Page:
□ □ □ □ □

[jeffdavis]

"How is it that referential transparency..."

That was incorrect, I meant: "the kinds of metaprogramming associated with homoiconicity are mutually exclusive with referential transparency".

A macro could not, for instance, take a variable name as an argument and return a result that's based on the value of that variable and maintain referential transparency. So that would be a pretty weak macro system.

I suppose there may be other uses for homoiconicity, but I don't know enough about lisp to comment on that.

[cgag]

Maybe I don't understand referential transparency, but why not? `or` is a macro in Clojure:

(def a 10) (def b 20) (or a b) => 20

Is `or` not referentially transparent?

[jeffdavis]

(please excuse my poor knowledge of lisp... check out the wikipedia page if my explanation falls apart: http://en.wikipedia.org/wiki/Referential_transparency_%28com...)

My clojure interpreter gives "10" not "20".

The function "or" is referentially transparent, because if you call it with the same argument values you are going to get the same result every time. (or 10 20) is the same as 10.

□ □ □ □ □

Records shown:

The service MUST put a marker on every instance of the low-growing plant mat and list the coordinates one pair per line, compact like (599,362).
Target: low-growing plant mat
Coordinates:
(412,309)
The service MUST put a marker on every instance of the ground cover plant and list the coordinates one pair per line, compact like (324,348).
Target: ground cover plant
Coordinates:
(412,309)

□ □ □ □ □

Exercise requirements:
1 – In the referential transparency thread, what result does jeffdavis's Clojure interpreter give for the `or` example?
2 – Please rewrite the paragraph in the referential transparency thread that begins "A macro could not, for instance" in a single shorter sentence.

Worked answers:
1 – 10

2 – A macro that takes a variable name and returns a result based on that variable's value cannot stay referentially transparent, so a macro system limited that way would be weak.